Exercise description:
Would you return the complete listing below word for word?

Input records:
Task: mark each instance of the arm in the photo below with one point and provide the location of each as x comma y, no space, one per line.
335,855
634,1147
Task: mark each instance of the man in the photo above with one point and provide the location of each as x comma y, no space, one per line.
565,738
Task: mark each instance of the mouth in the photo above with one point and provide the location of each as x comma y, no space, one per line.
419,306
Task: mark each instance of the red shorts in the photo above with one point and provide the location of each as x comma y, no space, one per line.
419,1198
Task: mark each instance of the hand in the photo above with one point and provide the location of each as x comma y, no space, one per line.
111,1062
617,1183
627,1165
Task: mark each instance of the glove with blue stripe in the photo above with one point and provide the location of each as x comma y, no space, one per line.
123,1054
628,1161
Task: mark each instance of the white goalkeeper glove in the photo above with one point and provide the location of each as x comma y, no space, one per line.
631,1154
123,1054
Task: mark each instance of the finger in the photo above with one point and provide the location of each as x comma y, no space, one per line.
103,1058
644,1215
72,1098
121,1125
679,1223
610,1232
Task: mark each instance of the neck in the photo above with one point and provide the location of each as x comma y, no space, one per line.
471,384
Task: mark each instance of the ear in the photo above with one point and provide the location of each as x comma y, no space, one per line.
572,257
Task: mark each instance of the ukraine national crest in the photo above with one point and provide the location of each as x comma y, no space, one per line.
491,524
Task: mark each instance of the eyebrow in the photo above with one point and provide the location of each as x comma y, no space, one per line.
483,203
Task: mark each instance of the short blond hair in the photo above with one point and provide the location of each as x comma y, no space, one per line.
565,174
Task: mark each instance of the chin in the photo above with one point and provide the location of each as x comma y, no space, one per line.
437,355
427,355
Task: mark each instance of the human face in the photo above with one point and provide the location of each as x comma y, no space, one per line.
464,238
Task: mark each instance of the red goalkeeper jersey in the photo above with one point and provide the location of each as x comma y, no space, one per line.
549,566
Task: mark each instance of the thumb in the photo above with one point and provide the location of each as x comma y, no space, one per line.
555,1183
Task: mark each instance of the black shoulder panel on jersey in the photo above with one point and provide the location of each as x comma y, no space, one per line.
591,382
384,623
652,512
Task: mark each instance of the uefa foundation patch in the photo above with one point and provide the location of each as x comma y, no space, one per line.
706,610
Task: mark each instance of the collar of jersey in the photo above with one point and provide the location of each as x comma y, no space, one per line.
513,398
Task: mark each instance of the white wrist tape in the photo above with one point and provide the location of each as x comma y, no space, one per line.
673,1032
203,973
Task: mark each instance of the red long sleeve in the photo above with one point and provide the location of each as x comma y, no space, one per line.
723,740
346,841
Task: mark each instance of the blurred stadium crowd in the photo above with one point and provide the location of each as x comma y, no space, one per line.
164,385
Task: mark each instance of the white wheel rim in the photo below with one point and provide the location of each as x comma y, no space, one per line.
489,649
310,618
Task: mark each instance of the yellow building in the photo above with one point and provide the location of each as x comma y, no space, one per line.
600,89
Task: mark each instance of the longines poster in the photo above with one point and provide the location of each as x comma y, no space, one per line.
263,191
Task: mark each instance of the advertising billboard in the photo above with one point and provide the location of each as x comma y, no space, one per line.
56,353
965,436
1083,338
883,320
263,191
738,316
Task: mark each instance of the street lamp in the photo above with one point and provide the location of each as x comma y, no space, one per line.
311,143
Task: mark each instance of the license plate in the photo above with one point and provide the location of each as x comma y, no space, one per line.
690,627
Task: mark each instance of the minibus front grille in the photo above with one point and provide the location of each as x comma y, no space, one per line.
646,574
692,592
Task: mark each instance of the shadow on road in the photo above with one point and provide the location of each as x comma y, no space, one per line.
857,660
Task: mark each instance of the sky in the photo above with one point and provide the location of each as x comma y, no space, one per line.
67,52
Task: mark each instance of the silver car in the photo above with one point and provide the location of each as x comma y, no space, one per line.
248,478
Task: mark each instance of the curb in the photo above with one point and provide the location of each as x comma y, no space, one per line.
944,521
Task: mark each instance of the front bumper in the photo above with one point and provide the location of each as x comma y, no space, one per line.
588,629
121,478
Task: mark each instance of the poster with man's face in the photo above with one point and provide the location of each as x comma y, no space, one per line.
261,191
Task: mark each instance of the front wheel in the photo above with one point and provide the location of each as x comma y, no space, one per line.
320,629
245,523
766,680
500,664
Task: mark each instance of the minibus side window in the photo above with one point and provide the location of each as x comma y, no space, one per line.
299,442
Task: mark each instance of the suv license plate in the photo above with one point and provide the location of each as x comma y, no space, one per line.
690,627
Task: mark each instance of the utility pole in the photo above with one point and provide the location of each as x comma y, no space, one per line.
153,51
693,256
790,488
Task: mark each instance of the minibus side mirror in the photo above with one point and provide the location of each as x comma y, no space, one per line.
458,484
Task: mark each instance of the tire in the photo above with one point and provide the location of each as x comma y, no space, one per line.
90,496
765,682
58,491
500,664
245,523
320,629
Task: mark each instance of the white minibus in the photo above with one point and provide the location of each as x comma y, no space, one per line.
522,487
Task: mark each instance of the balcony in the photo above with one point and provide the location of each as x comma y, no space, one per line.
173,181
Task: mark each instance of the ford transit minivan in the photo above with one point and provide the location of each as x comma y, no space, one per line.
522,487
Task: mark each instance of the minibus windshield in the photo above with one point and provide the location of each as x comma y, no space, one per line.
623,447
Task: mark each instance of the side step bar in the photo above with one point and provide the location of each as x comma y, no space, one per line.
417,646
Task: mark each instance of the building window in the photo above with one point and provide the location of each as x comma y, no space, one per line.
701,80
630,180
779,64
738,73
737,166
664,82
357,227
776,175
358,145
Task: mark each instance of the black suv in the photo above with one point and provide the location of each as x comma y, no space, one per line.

Exercise response:
Task: mark each instance of the arm in the photo below with one point and provide the location of each as x comma y, no space, one per line.
335,855
634,1147
Task: mark each instance of the man in the photo above with one point and provide the location of each as x comma y, no space, one per line.
565,738
Task: mark each instance of the mouth in the photo above with one point and provide the location of each as x comma y, no space, one per line.
419,306
Task: mark each instance of the red shorts in the photo above with one point and provide the location of each as x comma y, no space, one per line.
419,1198
Task: mark each instance of the hand in the photo above with one point and provide the location of each as x comma y, no space, one per line.
111,1062
617,1183
627,1165
Task: mark each instance of the glove with blue stripe in the photo above with one point and provide the location of each as x comma y, no space, one per line.
123,1054
628,1161
Task: mark each instance of the white goalkeeper glove in the photo above with one point and provide the location of each as x comma y, no space, one per line.
631,1154
123,1054
Task: mark each instance of the finger in the photo above with one point and provide the location of each as x comma y, no space, one per line.
103,1058
644,1215
72,1098
121,1125
679,1223
610,1232
Task: mark each instance of the neck in the photo above with one point and provide the location of each as x comma y, no space, one per line.
471,384
Task: mark each instance of the ear in the photo above with one point and provide the location of each as x comma y, no space, one per line.
572,257
Task: mark each instance of the ukraine national crest in the photo above with one point and provide the location of each as x comma y, no space, one per line.
491,524
Task: mark each instance of the eyebrow in the photo above with one point and provide the location of each as x comma y, no space, one per line.
483,203
Task: mark each instance of the short blond hair in the photo above with one point and provide the location of each as x comma y, no space, one per line.
565,174
Task: mark each instance of the chin in the photo above with one point and provide the location of each as x comma y, no space, one per line.
437,355
427,355
Task: mark each instance of the human face in the photo above with one point and provide the location of each as x comma y, no space, one per line.
464,238
Task: mark each instance of the red goalkeeper jersey in the photo above with one point and provide the location of each as x comma y, no space, one per line.
549,566
Task: mark each instance of the thumb in the photo above with one point and provide the location of each as x comma y, no space, one per line.
555,1183
Task: mark each instance of the black shoulder panel on jersey in the photo above with one point and provide the location of each as x comma y, no space, one per line.
591,382
384,623
652,512
Task: mark each instance of the uefa foundation patch in the photo above with one point and provide the location of each as x comma y, no space, one per line.
706,610
Task: mark each instance of the collar of jersey in the photo above with one point and provide the location of each as x comma y, no space, one per line.
513,398
Task: mark each instance of the white wrist tape in the photo above with one point and provide the location of each as x comma y, no space, one per line.
673,1032
203,973
Task: mark each instance of the red long sleeve in the photo above with one point and provide the location of each as x comma y, no space, one per line.
723,740
346,841
Task: mark each instance of the blurred stadium crowd in the photo above with one point and provide the location of each as x comma y, no space, one per line.
164,385
Task: mark each instance of the white wheel rim in the photo below with one point and provide the location of each as x comma y, no space, one per line.
489,649
310,618
Task: mark each instance of the yellow building in the photo above with one point and provide the location of each as x comma y, no space, one per line.
600,89
Task: mark each instance of the longines poster in the photo above with one point and provide the location of each as x comma y, no space, one per line.
263,191
Task: mark each instance of the advertising billboard in the photo above with one point and provide the location of each as x comma y, no space, one per line.
56,353
965,436
1083,338
883,320
263,191
738,316
Task: mark each instance of the street lamp in the photo above with one point and provide the location of each as x comma y, no space, one per line.
311,143
Task: mark each instance of the license plate in the photo above with one point and provide the location of each as x comma y, no space, one per line.
690,627
Task: mark each instance of the minibus front grille in the photo above with one point and provide the location of each as x comma y, no space, one per line.
646,574
692,592
Task: mark each instance of the shadow on road in the photo above with one point and provide the location of each as x comma y, no space, one per line.
857,660
Task: mark each instance of the sky in the photo above with one point and provide the location of each as x comma y, no space, one per line.
67,52
Task: mark each instance of the silver car in the photo above with one point and provide the location of each as x comma y, no space, one per line.
248,478
Task: mark each instance of the curb in the photo above with one point and provide the location of each as x comma y, no space, one per line.
944,521
Task: mark each instance of the front bumper in the photo above with one point and provide the location of each as x comma y, no space, one per line.
588,629
121,478
Task: mark each instance of the poster with man's face in the photo above with one point and provide the location of each as x comma y, no space, one per line.
261,191
Task: mark each instance of the front wheel in the photo above with one point and provide the location of each as x comma y, no space, one per line.
320,629
245,523
766,680
500,664
Task: mark each instance of the minibus side window in the photo above with one point and provide the location of each as x comma y, no space, one per line.
299,442
Task: mark each instance of the suv license plate in the photo above with one point and provide the location of each as x comma y, no space, one per line.
690,627
Task: mark each instance of the utility pole in the photo above with one point and provide the location of each as x comma y, no space, one per line.
153,51
693,256
790,488
Task: mark each instance of the minibus side mirror in the photo above with one point and provide the location of each as x comma y, no space, one per line.
458,484
Task: mark each instance of the tire in the photo above with one point and provide the location of each as x comma y, no space, one per line.
90,496
765,682
58,491
500,664
245,523
320,629
Task: mark each instance of the white minibus in the photo above with one point and provide the location of each as x comma y, no space, one per line.
522,487
Task: mark each instance of the balcony in the photo above with one point and provide the location of each as x comma y, no space, one per line.
173,181
Task: mark each instance of the ford transit minivan in the photo above with one point and provide the location of each as x comma y, no space, one per line.
522,487
Task: mark each instance of the minibus windshield in the photo above with one point and provide the location of each as x comma y, no space, one per line.
623,447
Task: mark each instance of the side step bar in the photo above with one point and provide the location of each as x comma y, no space, one per line.
417,646
Task: mark each instance of the building window in the photo above with one point and provide the location of each as x comma y, no space, one per line.
701,80
630,180
779,64
738,73
737,166
664,82
357,227
776,175
358,145
Task: mark each instance of the black suv in the photo above with one point and provide the location of each as x comma y, no space, one per line.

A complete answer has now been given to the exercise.